### Exercise data ###

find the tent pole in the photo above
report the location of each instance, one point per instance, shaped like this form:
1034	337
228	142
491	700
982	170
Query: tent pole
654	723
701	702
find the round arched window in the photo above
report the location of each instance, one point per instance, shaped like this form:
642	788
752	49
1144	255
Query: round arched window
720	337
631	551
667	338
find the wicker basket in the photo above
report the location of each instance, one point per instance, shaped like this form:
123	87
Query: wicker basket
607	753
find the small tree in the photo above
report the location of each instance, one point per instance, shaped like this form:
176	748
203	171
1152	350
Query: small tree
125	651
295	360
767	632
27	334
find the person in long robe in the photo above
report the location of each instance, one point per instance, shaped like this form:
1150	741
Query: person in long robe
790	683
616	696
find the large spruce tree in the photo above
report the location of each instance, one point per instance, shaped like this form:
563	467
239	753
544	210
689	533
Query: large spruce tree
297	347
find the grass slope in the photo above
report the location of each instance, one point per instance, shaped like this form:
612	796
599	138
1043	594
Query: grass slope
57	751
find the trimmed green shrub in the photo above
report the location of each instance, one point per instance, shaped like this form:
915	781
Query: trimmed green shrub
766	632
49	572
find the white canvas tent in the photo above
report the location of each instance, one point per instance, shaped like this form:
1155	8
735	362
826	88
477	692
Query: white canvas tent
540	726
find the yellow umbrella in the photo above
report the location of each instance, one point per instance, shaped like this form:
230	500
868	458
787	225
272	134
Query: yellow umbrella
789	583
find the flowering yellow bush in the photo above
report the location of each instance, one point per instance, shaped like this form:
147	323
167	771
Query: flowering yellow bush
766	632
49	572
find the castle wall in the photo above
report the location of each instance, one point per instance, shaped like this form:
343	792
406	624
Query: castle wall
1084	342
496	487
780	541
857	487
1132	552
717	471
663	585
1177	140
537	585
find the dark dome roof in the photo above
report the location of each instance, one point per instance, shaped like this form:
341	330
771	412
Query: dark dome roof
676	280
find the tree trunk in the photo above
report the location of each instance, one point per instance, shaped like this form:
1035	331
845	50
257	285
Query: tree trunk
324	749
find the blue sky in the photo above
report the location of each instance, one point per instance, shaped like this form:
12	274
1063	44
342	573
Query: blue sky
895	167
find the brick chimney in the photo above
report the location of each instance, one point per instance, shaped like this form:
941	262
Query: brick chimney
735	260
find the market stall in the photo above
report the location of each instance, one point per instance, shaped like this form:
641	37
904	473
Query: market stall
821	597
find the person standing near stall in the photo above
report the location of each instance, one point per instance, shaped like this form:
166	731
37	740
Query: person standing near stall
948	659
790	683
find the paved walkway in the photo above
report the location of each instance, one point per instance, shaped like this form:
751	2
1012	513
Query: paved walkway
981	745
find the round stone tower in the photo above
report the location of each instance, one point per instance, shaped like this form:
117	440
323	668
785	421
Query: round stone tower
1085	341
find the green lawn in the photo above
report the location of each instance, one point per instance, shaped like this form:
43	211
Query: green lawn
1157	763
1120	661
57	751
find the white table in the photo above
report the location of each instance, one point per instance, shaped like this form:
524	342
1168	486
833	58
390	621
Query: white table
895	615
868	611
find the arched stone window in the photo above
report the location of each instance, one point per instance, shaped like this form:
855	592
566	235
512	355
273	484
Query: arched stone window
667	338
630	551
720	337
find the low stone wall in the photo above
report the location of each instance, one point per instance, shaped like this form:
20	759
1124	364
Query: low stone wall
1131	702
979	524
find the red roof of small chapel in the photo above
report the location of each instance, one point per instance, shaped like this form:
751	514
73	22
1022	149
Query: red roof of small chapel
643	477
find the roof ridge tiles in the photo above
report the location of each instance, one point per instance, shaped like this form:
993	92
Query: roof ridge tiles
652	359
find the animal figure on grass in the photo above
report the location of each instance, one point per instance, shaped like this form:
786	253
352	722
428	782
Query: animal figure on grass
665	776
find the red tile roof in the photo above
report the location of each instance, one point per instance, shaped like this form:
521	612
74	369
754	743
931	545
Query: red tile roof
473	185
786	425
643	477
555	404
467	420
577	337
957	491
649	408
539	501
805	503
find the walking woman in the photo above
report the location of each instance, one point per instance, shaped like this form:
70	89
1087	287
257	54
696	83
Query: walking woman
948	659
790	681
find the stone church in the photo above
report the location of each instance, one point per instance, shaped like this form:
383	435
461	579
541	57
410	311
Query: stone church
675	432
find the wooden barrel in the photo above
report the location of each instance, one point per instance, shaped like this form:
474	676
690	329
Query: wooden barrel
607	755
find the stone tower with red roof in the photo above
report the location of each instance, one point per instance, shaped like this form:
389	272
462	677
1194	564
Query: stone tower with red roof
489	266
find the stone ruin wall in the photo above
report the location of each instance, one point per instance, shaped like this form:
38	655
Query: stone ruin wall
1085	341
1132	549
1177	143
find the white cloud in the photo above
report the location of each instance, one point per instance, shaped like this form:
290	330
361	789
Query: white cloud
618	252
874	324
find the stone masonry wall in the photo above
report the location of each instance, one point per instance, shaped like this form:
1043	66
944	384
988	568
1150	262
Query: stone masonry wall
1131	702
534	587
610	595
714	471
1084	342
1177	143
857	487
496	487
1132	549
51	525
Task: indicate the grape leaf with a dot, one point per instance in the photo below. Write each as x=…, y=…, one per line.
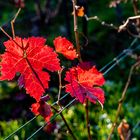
x=43, y=109
x=62, y=45
x=29, y=56
x=83, y=84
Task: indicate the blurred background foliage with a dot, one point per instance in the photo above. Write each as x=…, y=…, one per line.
x=51, y=18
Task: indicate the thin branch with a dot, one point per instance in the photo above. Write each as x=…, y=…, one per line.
x=5, y=33
x=13, y=21
x=76, y=31
x=122, y=99
x=60, y=85
x=123, y=26
x=135, y=7
x=101, y=22
x=69, y=129
x=32, y=135
x=87, y=120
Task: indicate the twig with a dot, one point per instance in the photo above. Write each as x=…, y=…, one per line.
x=5, y=33
x=75, y=31
x=101, y=22
x=80, y=60
x=13, y=21
x=122, y=99
x=87, y=120
x=123, y=26
x=63, y=118
x=60, y=85
x=135, y=7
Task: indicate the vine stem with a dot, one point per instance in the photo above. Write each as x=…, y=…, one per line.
x=60, y=85
x=80, y=60
x=75, y=31
x=122, y=99
x=63, y=118
x=87, y=120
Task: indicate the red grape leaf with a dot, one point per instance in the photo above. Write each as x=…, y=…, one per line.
x=29, y=56
x=82, y=84
x=62, y=45
x=43, y=109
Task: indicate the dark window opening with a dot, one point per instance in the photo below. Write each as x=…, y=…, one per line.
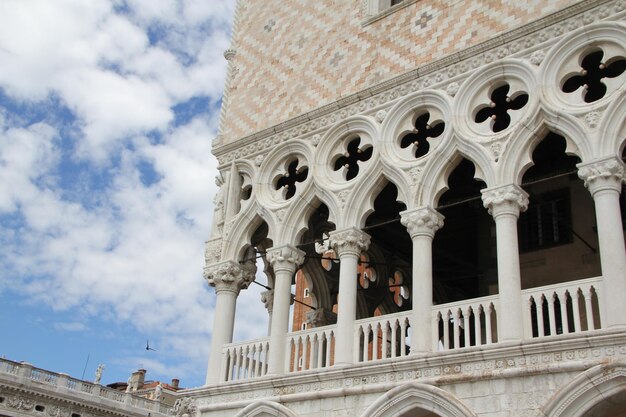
x=464, y=263
x=498, y=108
x=593, y=70
x=290, y=178
x=424, y=129
x=354, y=154
x=547, y=221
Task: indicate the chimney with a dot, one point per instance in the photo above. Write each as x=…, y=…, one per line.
x=137, y=380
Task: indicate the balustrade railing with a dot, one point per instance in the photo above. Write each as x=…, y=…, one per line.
x=245, y=360
x=465, y=323
x=76, y=386
x=310, y=349
x=382, y=337
x=570, y=307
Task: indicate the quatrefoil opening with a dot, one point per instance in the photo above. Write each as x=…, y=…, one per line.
x=289, y=180
x=498, y=109
x=349, y=160
x=593, y=70
x=419, y=138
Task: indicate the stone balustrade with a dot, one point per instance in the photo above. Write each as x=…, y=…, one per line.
x=570, y=307
x=33, y=381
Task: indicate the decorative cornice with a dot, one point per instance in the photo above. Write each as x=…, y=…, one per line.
x=508, y=44
x=424, y=221
x=228, y=276
x=505, y=199
x=349, y=241
x=604, y=174
x=285, y=258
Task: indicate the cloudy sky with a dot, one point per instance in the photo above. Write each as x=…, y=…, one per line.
x=107, y=112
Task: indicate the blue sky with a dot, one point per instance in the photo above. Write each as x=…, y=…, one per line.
x=107, y=112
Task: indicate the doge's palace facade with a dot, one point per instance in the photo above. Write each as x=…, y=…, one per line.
x=447, y=178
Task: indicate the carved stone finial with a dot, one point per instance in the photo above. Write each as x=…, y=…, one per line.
x=212, y=251
x=267, y=298
x=184, y=407
x=452, y=89
x=537, y=57
x=352, y=241
x=285, y=258
x=422, y=222
x=229, y=54
x=511, y=199
x=228, y=276
x=604, y=174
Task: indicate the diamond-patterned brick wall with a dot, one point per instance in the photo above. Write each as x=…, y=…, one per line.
x=295, y=56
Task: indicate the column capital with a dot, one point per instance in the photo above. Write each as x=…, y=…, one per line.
x=228, y=276
x=505, y=199
x=285, y=258
x=603, y=174
x=349, y=241
x=423, y=221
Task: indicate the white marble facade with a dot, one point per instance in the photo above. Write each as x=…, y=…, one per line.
x=567, y=358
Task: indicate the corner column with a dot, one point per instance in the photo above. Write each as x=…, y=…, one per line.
x=348, y=244
x=422, y=225
x=284, y=260
x=604, y=180
x=228, y=278
x=505, y=204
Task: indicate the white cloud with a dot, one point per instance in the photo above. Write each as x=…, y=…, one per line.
x=129, y=250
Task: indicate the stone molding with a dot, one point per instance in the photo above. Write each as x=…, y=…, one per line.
x=422, y=222
x=533, y=357
x=228, y=276
x=510, y=44
x=506, y=199
x=605, y=174
x=285, y=258
x=349, y=242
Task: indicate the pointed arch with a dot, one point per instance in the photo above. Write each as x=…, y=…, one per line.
x=417, y=396
x=266, y=409
x=589, y=389
x=295, y=222
x=434, y=182
x=243, y=227
x=360, y=202
x=612, y=130
x=517, y=157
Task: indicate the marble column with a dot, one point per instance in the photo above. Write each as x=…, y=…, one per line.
x=348, y=245
x=284, y=260
x=604, y=180
x=505, y=204
x=228, y=278
x=422, y=225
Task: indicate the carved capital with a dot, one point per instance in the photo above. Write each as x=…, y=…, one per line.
x=228, y=276
x=605, y=174
x=285, y=258
x=505, y=199
x=422, y=222
x=349, y=241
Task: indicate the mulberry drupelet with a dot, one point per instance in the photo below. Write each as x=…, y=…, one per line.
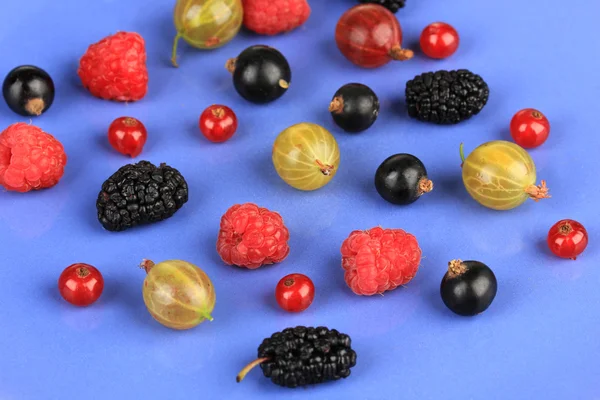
x=304, y=356
x=446, y=97
x=140, y=194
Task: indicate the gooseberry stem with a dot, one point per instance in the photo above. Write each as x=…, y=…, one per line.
x=249, y=367
x=175, y=43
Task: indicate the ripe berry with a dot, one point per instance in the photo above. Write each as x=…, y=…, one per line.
x=354, y=107
x=81, y=284
x=261, y=74
x=529, y=128
x=218, y=123
x=295, y=292
x=127, y=135
x=402, y=179
x=439, y=40
x=468, y=288
x=28, y=90
x=567, y=239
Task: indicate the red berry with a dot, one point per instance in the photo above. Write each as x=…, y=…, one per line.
x=252, y=236
x=439, y=40
x=128, y=136
x=567, y=239
x=81, y=284
x=270, y=17
x=115, y=68
x=295, y=292
x=218, y=123
x=370, y=36
x=529, y=128
x=379, y=259
x=30, y=159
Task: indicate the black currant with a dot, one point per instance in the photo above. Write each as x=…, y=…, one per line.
x=261, y=74
x=469, y=287
x=28, y=90
x=402, y=179
x=354, y=107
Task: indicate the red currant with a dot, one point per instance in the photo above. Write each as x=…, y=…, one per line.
x=439, y=40
x=529, y=128
x=295, y=292
x=567, y=239
x=127, y=135
x=80, y=284
x=218, y=123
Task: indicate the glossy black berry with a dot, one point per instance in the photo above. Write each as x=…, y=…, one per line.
x=354, y=107
x=469, y=287
x=402, y=179
x=261, y=74
x=139, y=194
x=28, y=90
x=446, y=97
x=392, y=5
x=303, y=356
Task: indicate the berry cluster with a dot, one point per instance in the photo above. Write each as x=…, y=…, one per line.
x=500, y=175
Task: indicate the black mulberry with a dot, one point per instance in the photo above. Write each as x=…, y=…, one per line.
x=304, y=356
x=140, y=194
x=392, y=5
x=446, y=97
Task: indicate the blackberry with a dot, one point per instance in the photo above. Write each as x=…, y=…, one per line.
x=304, y=356
x=140, y=194
x=446, y=97
x=392, y=5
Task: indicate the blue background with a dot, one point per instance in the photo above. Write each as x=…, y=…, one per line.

###

*Required work*.
Print, unaltered, every line from the beginning of the material down to the line with "find the round arched".

*Expected answer*.
find the tent pole in the photo above
report the location of each instance, one point per instance, shaped like this form:
1034	337
228	142
491	700
982	170
Query: tent pole
654	723
701	702
find the round arched window in the photo above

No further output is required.